##### Document segment

10 reasons why are some players apparently reluctant to come to Arsenal

By Tony Attwood

Obviously players, like all of us, get their information from a variety of sources, and when an offer of a transfer to Arsenal is on the table there is sure to be a lot of information bandied around.

But because of the rumour system that runs in England with multiple sites picking up, and quite often creating, stories about what this or that club is like, it is possible for players to get all sorts of impressions about playing for Arsenal, and indeed playing in England.

1: Racism

The events at Wembley and thereafter were recognised around the world, and it is a fact that rightly or wrongly England is seen in many countries as being a place where racism exists unchecked.  The attacks on black players after the international would seem to confirm that 

2: Failure of Arsenal

The fact that Arsenal continued to win the FA Cup during the Wenger reign is often set aside by English as they focus on the success of other clubs in winning the Premier League.  No one (apart from Untold) is writing about how Arsenal can challenge the clubs above them, and so the belief is that Arsenal have no hope of trophies – because that’s what the media says.

##########

— What is needed —
Reproduce the entire article on why some players seem reluctant to join Arsenal, word for word. Work from the article alone.

##### Information shown

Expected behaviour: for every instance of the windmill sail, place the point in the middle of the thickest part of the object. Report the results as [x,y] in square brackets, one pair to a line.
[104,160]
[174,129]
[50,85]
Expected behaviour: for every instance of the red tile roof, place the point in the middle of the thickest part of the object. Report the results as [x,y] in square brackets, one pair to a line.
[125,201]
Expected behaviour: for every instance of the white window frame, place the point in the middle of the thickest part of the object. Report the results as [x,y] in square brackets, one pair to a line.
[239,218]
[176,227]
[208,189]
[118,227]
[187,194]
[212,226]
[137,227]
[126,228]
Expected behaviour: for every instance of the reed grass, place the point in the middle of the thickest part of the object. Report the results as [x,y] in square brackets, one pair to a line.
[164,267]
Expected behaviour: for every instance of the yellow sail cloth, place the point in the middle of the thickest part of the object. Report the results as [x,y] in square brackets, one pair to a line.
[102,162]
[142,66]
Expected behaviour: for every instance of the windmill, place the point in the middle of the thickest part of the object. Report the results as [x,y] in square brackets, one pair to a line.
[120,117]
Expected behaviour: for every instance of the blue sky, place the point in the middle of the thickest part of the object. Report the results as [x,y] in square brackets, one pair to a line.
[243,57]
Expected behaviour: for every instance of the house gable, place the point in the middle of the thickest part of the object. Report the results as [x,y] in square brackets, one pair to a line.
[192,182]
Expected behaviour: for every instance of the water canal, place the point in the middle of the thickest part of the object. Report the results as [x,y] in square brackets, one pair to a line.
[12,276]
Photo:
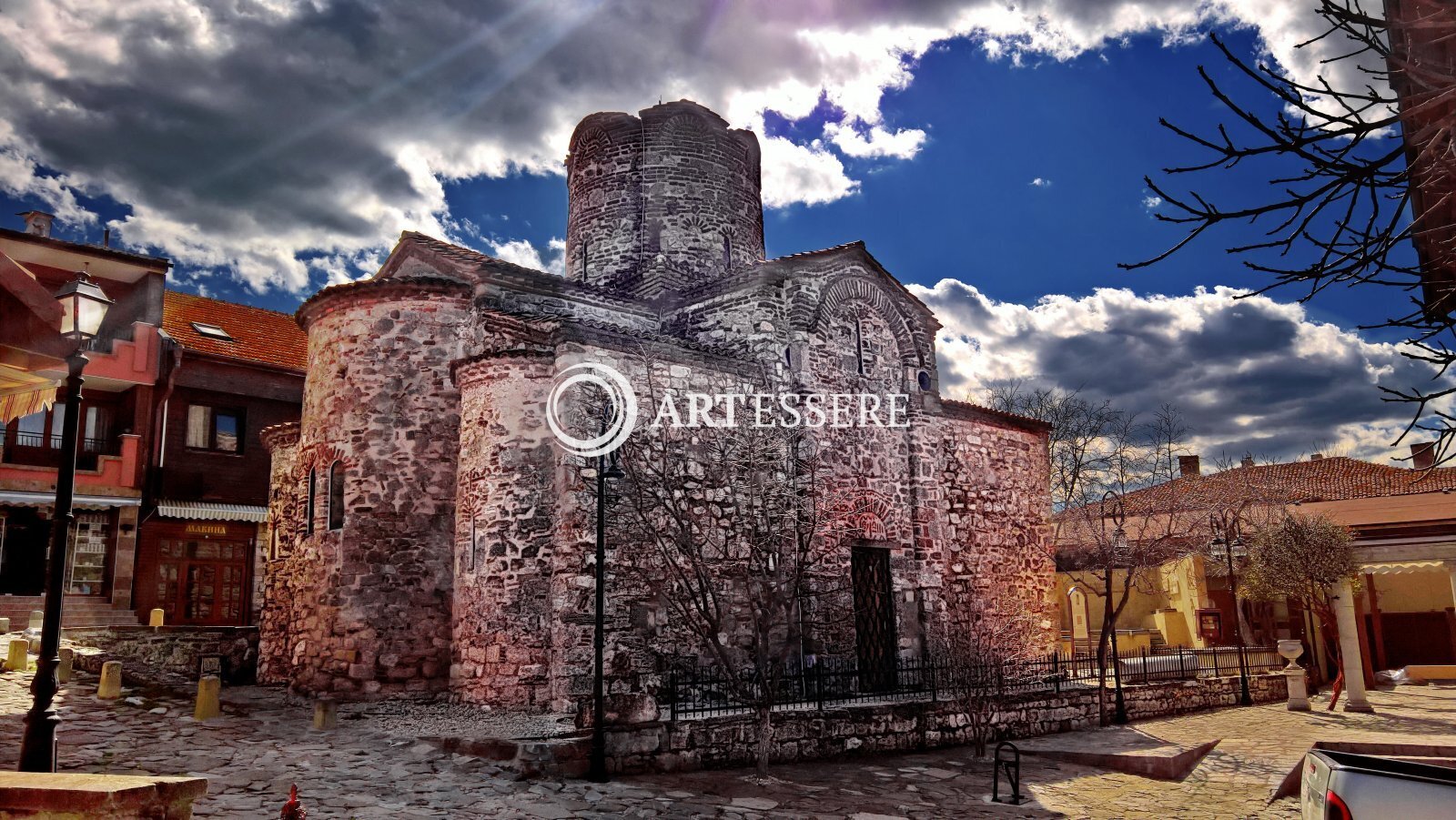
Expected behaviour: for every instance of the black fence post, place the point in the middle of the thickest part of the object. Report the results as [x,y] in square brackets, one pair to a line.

##########

— Task solution —
10 reasons why are some players apparently reluctant to come to Arsenal

By Tony Attwood

Obviously players, like all of us, get their information from a variety of sources, and when an offer of a transfer to Arsenal is on the table there is sure to be a lot of information bandied around.

But because of the rumour system that runs in England with multiple sites picking up, and quite often creating, stories about what this or that club is like, it is possible for players to get all sorts of impressions about playing for Arsenal, and indeed playing in England.

1: Racism

The events at Wembley and thereafter were recognised around the world, and it is a fact that rightly or wrongly England is seen in many countries as being a place where racism exists unchecked.  The attacks on black players after the international would seem to confirm that 

2: Failure of Arsenal

The fact that Arsenal continued to win the FA Cup during the Wenger reign is often set aside by English as they focus on the success of other clubs in winning the Premier League.  No one (apart from Untold) is writing about how Arsenal can challenge the clubs above them, and so the belief is that Arsenal have no hope of trophies – because that’s what the media says.